Photo-based referring expression data

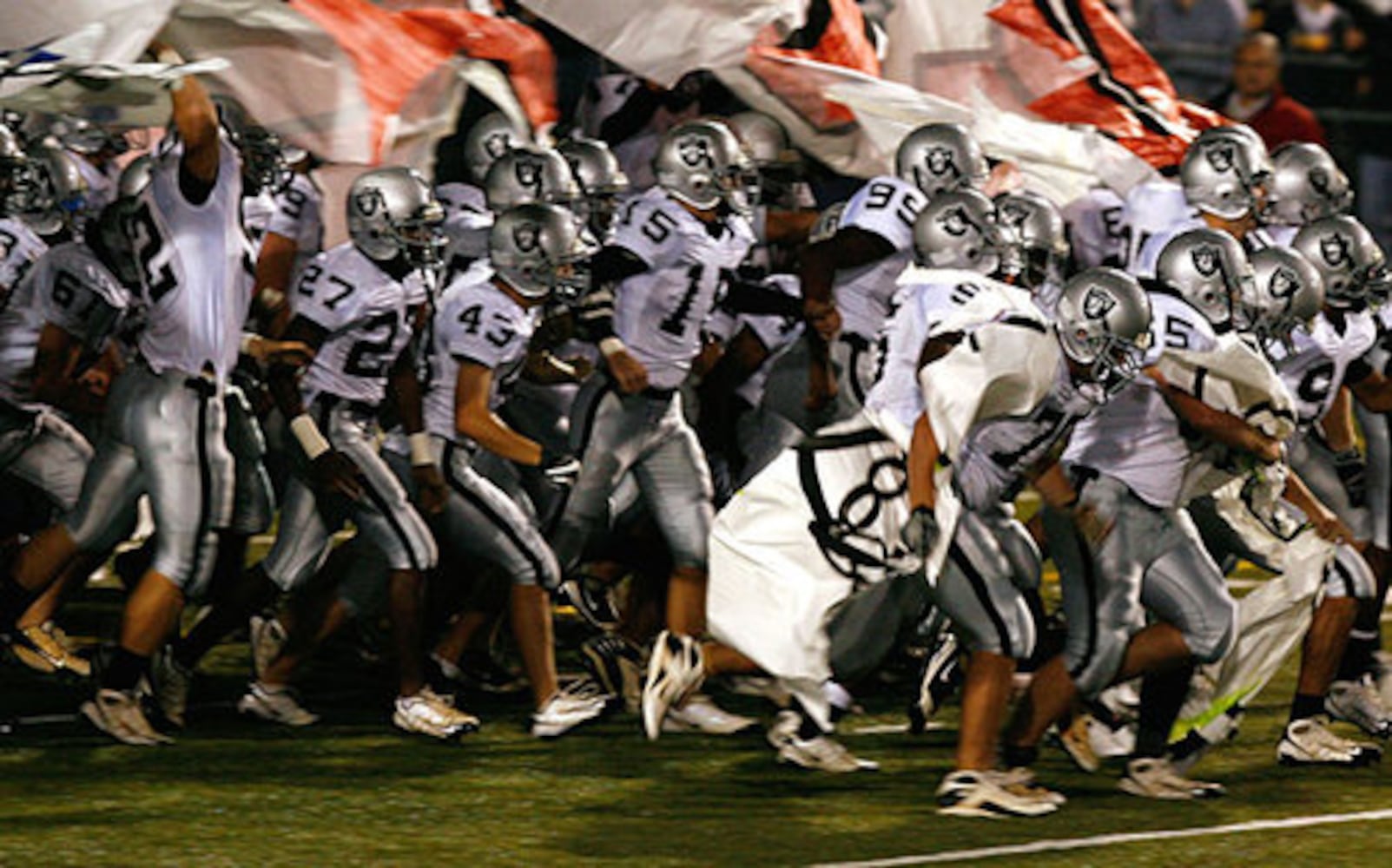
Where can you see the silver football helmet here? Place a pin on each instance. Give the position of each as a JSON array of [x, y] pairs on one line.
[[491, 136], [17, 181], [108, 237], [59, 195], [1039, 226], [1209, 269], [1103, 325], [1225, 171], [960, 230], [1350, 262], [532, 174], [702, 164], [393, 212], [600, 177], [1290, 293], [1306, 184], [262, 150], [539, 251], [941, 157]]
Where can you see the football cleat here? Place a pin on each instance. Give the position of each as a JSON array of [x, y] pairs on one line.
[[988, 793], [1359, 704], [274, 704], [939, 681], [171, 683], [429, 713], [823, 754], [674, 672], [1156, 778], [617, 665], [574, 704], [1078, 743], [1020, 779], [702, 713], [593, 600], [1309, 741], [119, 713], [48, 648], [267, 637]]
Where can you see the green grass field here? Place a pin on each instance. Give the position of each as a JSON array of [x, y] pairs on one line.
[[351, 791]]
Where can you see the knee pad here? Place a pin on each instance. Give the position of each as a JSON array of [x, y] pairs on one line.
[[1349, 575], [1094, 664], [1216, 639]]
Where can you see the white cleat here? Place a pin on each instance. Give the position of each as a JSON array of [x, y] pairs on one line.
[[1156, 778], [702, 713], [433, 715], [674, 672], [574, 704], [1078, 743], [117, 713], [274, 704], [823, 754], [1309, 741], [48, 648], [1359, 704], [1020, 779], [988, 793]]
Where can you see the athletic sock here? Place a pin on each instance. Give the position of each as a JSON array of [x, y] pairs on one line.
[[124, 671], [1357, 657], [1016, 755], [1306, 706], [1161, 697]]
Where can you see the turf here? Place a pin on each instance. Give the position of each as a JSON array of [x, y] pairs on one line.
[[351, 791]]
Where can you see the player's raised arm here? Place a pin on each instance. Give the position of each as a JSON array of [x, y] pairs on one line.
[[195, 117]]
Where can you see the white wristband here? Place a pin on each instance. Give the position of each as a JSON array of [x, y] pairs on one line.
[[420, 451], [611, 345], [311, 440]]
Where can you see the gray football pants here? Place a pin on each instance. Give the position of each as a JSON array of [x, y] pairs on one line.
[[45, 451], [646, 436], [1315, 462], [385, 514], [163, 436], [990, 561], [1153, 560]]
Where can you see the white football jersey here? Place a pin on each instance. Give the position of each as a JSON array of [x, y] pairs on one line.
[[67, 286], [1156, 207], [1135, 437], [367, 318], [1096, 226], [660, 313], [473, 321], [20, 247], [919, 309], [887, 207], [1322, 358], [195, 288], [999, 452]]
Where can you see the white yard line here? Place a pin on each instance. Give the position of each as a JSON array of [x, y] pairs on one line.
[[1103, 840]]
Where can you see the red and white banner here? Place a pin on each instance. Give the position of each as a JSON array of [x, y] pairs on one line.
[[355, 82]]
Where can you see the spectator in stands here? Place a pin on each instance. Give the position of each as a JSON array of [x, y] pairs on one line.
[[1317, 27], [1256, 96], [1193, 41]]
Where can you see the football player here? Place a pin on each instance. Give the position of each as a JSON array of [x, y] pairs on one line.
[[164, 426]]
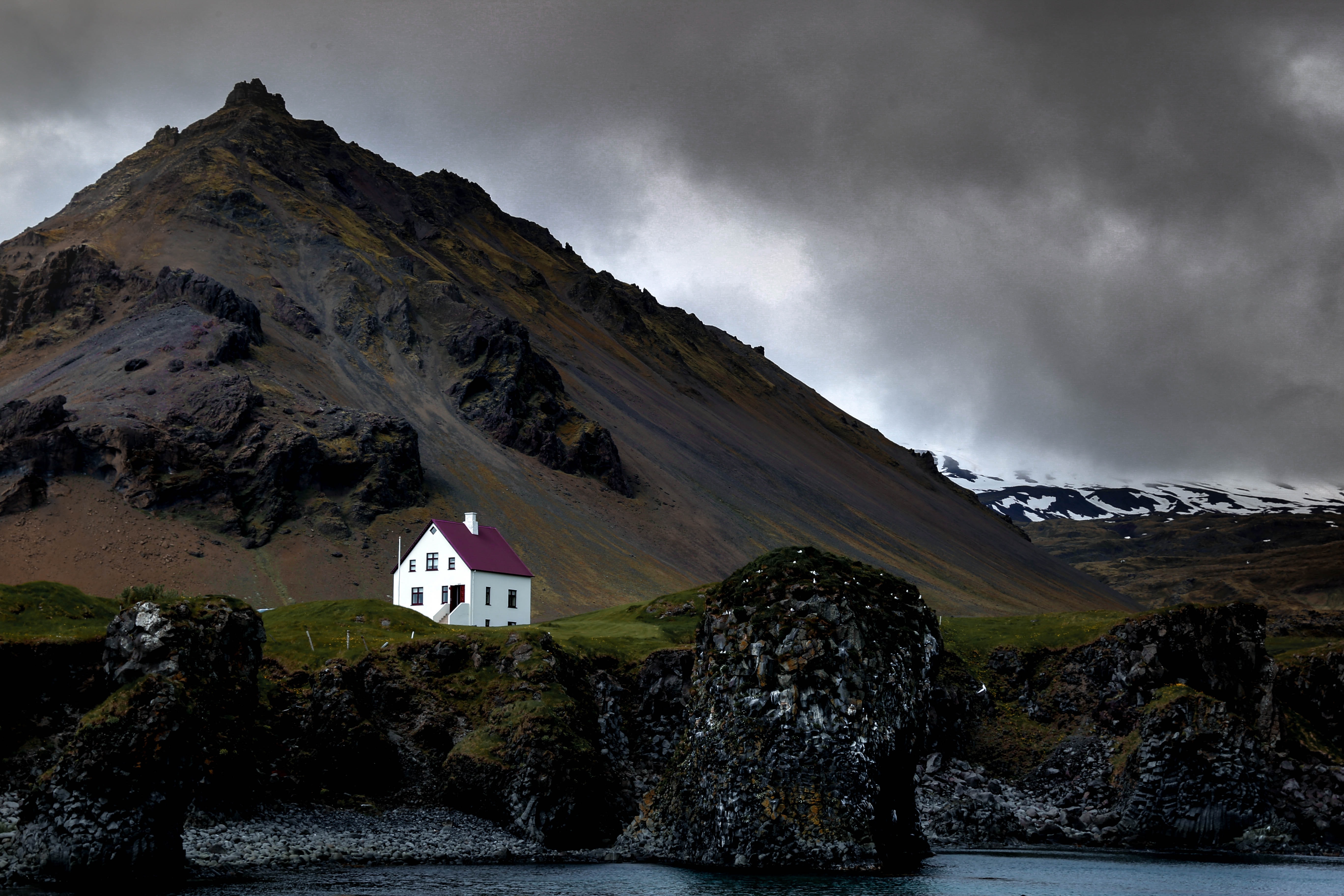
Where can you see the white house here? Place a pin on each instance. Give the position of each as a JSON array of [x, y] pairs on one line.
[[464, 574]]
==
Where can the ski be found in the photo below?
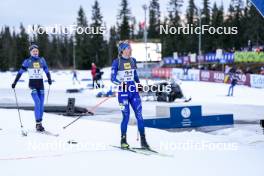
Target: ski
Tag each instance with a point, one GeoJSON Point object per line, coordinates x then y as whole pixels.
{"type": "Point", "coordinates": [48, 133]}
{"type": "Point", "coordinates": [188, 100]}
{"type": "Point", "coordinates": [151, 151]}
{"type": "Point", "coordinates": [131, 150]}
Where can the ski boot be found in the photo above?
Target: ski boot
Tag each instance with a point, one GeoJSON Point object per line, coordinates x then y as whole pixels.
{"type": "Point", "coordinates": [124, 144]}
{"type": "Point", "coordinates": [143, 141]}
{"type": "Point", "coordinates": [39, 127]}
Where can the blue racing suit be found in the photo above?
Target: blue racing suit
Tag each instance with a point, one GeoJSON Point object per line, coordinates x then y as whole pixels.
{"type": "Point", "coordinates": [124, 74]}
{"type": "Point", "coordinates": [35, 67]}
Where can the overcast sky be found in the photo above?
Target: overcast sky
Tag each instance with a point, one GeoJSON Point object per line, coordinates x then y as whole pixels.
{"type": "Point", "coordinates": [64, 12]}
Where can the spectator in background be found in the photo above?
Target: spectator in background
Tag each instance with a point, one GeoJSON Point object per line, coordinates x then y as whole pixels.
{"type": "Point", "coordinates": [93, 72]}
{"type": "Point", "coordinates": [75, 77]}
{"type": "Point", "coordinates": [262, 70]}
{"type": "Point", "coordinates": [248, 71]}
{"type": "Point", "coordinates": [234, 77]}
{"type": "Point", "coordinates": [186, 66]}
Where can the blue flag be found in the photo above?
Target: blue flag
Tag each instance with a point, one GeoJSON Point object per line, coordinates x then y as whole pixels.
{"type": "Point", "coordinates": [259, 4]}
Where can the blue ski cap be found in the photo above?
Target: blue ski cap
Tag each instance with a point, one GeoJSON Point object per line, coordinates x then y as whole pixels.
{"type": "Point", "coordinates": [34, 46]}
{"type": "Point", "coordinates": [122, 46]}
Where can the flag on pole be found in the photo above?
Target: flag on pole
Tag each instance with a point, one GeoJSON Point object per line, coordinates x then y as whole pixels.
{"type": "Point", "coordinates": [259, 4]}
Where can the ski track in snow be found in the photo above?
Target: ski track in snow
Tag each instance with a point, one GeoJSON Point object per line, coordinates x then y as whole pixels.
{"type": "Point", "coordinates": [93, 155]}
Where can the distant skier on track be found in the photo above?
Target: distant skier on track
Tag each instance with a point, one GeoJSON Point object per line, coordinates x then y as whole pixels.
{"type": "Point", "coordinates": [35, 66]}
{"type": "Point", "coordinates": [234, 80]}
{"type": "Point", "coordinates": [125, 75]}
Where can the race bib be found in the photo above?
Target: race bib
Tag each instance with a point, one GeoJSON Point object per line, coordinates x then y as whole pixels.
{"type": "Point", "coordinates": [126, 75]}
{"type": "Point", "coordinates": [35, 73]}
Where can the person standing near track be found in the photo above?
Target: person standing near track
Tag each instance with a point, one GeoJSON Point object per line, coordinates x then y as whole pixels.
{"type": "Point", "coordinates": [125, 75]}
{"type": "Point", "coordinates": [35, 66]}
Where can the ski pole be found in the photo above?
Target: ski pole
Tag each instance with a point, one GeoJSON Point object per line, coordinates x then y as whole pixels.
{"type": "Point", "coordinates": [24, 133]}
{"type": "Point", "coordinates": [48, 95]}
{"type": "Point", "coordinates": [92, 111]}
* * *
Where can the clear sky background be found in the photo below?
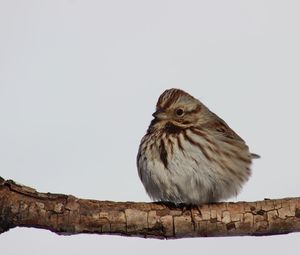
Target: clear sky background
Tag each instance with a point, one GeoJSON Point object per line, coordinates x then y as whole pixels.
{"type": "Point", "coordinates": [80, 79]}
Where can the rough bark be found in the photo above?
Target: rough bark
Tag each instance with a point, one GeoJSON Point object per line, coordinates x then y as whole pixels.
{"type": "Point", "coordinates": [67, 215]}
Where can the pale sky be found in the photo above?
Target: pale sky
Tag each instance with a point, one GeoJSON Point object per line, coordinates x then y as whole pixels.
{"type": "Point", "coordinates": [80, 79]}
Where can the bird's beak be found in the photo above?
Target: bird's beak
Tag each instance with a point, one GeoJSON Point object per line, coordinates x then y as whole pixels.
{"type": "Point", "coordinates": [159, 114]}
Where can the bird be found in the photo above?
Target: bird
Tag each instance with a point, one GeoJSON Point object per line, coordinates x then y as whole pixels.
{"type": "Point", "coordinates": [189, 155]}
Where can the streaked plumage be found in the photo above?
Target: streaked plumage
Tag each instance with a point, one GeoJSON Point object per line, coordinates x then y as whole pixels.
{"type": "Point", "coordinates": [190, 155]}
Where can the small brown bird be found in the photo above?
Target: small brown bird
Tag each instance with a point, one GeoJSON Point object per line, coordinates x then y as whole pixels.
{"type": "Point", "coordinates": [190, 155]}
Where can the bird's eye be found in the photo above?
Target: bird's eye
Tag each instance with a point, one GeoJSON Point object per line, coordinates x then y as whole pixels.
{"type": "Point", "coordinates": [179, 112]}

EXERCISE REQUIREMENTS:
Among the lines above, which ones include the word "blue"? Copy them.

WRITTEN SOLUTION:
Where can the blue racing suit be found in the photo above?
Target: blue racing suit
Where can the blue flag be found in the photo above?
Target: blue flag
Where can the blue ski cap be found in the photo above?
Target: blue ski cap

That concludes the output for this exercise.